◆ **Document excerpt**:
◇ ◇ ◇

Do you have any question of whether an ovum is “alive”? Or any question of whether a sperm is “alive”? The event is the coming together of two already “live” things, and the result, whatever it is not the creation of “life”…not the “beginning of life”.
This “life begins” gobble-de-gook is the fabrication of the church…the “pro-lifers” (an obnoxious term that should never have been allowed to achieve the status it has…witness what’s going on here). By using such a term, you are perpetuating the ideologies of those who deployed it and poisoning the discussion with their presumptions.
Having gotten that off my chest, I am willing to sit back and listen to any of your anti-appendectomy arguments. (But let’s start off with…is the appendix “alive”?)
While I agree about the social benefits of greater access vio OTC. There are so mnay ways the Big Pharma games the system that the idea of unregulated hormones being on the shelf scares me a bit.
When I first began takingthe pill, it took months and 3 different formulations before my doctor and I figured out the best formulation for me. My doctor also schooled me on the dangers of things like smoking (and asked whether I had taken up smoking at every yearly visit) and on the symtoms to look for for complications and dagerous side effects. And asked about them at each yearly visit.

◇ ◇ ◇

◆ **Entries shown**:

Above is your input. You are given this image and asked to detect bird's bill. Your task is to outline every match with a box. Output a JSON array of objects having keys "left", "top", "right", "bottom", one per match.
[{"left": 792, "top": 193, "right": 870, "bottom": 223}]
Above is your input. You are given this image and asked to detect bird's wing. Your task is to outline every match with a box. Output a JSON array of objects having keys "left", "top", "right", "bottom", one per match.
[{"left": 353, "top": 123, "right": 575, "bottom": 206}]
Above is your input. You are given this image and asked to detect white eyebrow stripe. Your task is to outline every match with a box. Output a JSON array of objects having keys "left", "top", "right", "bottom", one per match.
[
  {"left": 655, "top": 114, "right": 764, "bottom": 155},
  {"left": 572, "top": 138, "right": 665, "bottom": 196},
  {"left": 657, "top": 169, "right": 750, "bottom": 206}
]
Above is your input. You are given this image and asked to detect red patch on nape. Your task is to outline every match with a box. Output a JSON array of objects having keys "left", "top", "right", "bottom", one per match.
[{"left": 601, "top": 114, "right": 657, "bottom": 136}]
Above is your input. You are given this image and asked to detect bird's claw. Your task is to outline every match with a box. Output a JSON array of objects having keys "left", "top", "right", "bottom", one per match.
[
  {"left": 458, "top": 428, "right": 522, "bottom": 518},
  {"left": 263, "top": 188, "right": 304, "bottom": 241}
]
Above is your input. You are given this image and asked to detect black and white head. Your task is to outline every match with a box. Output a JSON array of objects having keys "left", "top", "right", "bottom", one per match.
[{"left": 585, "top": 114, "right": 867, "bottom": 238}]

◇ ◇ ◇

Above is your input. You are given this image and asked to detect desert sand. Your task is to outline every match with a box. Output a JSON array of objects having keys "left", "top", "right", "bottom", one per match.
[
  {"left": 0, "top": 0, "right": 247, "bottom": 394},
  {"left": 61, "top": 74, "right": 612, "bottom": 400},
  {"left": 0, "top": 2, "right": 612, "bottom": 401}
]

◇ ◇ ◇

◆ **Required work**:
1. Output the passage of the comment on life and contraception that begins at the words "Having gotten that" and stops after the words "each yearly visit.".
2. State whether each statement agrees with the comment on life and contraception, answering yes or no and quoting the deciding words of the comment exactly. (a) The writer considers "pro-lifers" an objectionable term. (b) The writer and the writer's doctor settled on the best formulation of the pill immediately. (c) The writer feels entirely at ease with the idea of unregulated hormones on the shelf.
3. Resume the comment on life and contraception, continuing after its final sentence.
The items are separate material, apart from the comment on life and contraception.

◆ **Set of answers**:
1.
Having gotten that off my chest, I am willing to sit back and listen to any of your anti-appendectomy arguments. (But let’s start off with…is the appendix “alive”?)
While I agree about the social benefits of greater access vio OTC. There are so mnay ways the Big Pharma games the system that the idea of unregulated hormones being on the shelf scares me a bit.
When I first began takingthe pill, it took months and 3 different formulations before my doctor and I figured out the best formulation for me. My doctor also schooled me on the dangers of things like smoking (and asked whether I had taken up smoking at every yearly visit) and on the symtoms to look for for complications and dagerous side effects. And asked about them at each yearly visit.

2.
(a) Yes: "an obnoxious term that should never have been allowed to achieve the status it has"
(b) No: "it took months and 3 different formulations before my doctor and I figured out the best formulation for me"
(c) No: "the idea of unregulated hormones being on the shelf scares me a bit"

3.
I thik about the problems that came up with the over hyped intorduction Yaz and some years ago that other one with commercial with the flower fairies on it.
Hormones are powerful in their effect on the body. The FDA does NOT do a good enough job of keeping thigs off the market until big eough studies are done. Big Pharma games the system.
It seems to me, that removing the social stigma is the safer way to go. We could start that with better sex ed in schools.
I went to a Roman Catholic HS in the 1970′s we had MUCH better sex ed, including every kind of birth control around in those days, than my kid has now going to public HS. Kids to day have no idea how to protect themselves other than condoms (which ain’t a bad way, but still)
Ignorance is not bliss and our society prefers to exploit our children for a buck. We can turn that around.
sure… some hormones can be dangerous and birth control can have some side effects… BUT, Tylenol and Aspirin can be DEADLY. And they’re over the counter for decades.
It’s the puritanical fear of sex that focuses worry on the birth control and not on other over the counter medications that can actually shut down organ function, sometimes irreversibly.
So, Tylenol, Aspirin, possibly deadly over the counter medications, Alcohol, Tobacco, and Coffee, addictive substances which are pretty much the equivalent of over the counter (simple age restrictions is all), and that causes little comment.
But try to free women from being at the mercy of doctors or a health system that keeps records of their information prying parents may be focusing on (if they get insurance through parents), or uninsured, or whatever? And OH NOES SIDE EFFECTS!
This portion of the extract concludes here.